__Belge bölümü__:
#####
İnsanların tüm ilişkilerini bu kapsamda ele almak yanlış olacaktır. Kişilerin yaşantıları sonucu bilinçli bir şekilde hayatlarını düzenlemesi olumlu ve istenen bir durumdur. Aktarım ve karşıt aktarım ise bilinçsiz veya otomatik gerçekleşen durumlardır. Aktarıma bağlı tepkiler çoğunlukla duruma uygun olmayan yoğun ve aşırı tepkilerdir. Çocukluk döneminde yaşanılan bir ilişkiye ait unsurlar şimdi yaşanan bir ilişkiye, aynı çocukluk bakış açısıyla yansıtılır.

A. Avukatlık Mesleğinde Kontr-Transferans (Karşıt Aktarım)

Ruh sağlığı uzmanları, danışanlarıyla gerçekleştirdiği psikoterapi sürecinde sağlıklı bir terapötik ilişki kurmaya çalışır. Profesyonel olarak yürütülen bu sürece, danışanın psikolojik durumunun yanında ruh sağlığı uzmanının da psikolojik durumu etki edebilir. Ruh sağlığı uzmanları terapi sürecinde fark ettikleri aktarım ve karşıt aktarımla, aldıkları eğitim sayesinde baş edebilir, gerekli durumlarda süpervizyon alabilirler. Ruh sağlığı uzmanının kendi aktarımlarını, dirençlerini bulması için psikoterapi sürecinden geçmesi beklenen bir durumdur.  Bazı kuramsal yaklaşımlarda aktarım ve karşıt aktarımı terapi süreci için faydalı olarak kullanılabilir. Aktarım ve karşıt aktarım psikoterapi sürecinde fark edilen olgular olsa da sadece terapi sürecine bağlı değildir. Psikoterapi dışında da iletişimin yoğun olduğu durumlarda; eğitim ilişkisi, mesleki ilişki, otorite ilişkisi, romantik ilişkiler gibi,  aktarımlar açığa çıkabilir.

Ruh sağlığı uzmanı ile danışanı arasındaki ilişki ve avukat ile müvekkil arasındaki vekillik ilişkisi farklı oluşumlardır ve yetkinlikler, amaçlar, yöntemler farklıdır. Ancak vekillik ilişkisi içinde, avukat ve müvekkil süreci yürütmek için etkili bir iletişim kurar. Bu sürece müvekkilin taleplerinin yanında psikolojik hali de yansıyabilmektedir. Avukatın ve müvekkilin geçmiş yaşantıları, dava konusu, vekillik süresi vb. değişkenler ışığında birebir iletişim örüntüsünün arttığı süreçlerde, aktarım ve karşıt aktarım durumları görülebilir.
#####
__Çıkarılan kayıtlar__:
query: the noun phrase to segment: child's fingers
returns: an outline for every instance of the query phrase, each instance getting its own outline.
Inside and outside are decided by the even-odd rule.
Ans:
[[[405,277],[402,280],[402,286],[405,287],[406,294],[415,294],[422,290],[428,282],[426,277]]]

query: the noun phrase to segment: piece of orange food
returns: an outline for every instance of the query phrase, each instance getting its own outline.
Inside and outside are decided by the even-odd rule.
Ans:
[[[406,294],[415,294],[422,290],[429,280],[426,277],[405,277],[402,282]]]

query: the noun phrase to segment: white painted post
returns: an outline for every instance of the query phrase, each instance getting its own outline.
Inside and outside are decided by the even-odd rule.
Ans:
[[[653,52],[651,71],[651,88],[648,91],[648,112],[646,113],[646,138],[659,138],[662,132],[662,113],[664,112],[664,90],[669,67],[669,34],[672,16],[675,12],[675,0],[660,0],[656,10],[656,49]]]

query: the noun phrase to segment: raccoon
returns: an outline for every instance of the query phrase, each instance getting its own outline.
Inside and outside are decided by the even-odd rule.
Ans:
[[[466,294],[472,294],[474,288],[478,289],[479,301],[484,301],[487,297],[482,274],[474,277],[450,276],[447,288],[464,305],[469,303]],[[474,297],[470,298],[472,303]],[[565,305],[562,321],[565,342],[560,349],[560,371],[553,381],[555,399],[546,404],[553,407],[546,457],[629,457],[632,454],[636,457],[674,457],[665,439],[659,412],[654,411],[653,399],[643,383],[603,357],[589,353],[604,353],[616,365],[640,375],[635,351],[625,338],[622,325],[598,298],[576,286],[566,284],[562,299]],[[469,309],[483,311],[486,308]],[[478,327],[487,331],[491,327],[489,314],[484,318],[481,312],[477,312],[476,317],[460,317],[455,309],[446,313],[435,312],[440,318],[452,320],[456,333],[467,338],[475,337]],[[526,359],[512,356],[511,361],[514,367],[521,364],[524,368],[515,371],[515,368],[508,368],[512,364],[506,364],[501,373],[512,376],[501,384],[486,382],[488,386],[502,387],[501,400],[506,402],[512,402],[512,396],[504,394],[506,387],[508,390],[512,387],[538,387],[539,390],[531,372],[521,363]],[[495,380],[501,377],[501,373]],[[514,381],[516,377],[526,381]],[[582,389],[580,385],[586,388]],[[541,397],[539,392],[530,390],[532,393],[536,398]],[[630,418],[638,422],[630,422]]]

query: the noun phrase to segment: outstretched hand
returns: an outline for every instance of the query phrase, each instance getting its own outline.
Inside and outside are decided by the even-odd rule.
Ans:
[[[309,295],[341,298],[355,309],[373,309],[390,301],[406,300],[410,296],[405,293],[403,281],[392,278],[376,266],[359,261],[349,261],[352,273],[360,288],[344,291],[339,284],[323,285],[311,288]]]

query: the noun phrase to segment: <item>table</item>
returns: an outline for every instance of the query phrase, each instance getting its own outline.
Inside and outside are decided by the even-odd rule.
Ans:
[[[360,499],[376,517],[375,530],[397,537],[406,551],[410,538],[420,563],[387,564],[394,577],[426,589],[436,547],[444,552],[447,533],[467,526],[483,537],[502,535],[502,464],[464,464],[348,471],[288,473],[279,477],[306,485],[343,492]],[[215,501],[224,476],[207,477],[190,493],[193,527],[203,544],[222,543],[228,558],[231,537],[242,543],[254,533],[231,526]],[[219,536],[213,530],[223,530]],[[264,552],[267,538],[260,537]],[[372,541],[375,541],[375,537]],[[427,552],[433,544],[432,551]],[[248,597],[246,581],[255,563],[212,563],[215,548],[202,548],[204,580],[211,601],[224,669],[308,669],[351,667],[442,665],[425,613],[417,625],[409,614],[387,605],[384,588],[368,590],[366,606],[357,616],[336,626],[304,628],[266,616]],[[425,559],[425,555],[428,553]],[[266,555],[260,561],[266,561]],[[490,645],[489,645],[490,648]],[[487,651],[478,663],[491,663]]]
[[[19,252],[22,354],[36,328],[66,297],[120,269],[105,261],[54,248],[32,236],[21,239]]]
#####
__Alıştırma açıklaması__:
Lütfen aktarım ve karşıt aktarım konulu metinde "İnsanların tüm ilişkilerini" sözcükleriyle açılıp "Kontr-Transferans (Karşıt Aktarım)" ile kapanan kısmı, "otomatik" yerine "kendiliğinden" koyarak düzenle.

__Yanıt__:
İnsanların tüm ilişkilerini bu kapsamda ele almak yanlış olacaktır. Kişilerin yaşantıları sonucu bilinçli bir şekilde hayatlarını düzenlemesi olumlu ve istenen bir durumdur. Aktarım ve karşıt aktarım ise bilinçsiz veya kendiliğinden gerçekleşen durumlardır. Aktarıma bağlı tepkiler çoğunlukla duruma uygun olmayan yoğun ve aşırı tepkilerdir. Çocukluk döneminde yaşanılan bir ilişkiye ait unsurlar şimdi yaşanan bir ilişkiye, aynı çocukluk bakış açısıyla yansıtılır.

A. Avukatlık Mesleğinde Kontr-Transferans (Karşıt Aktarım)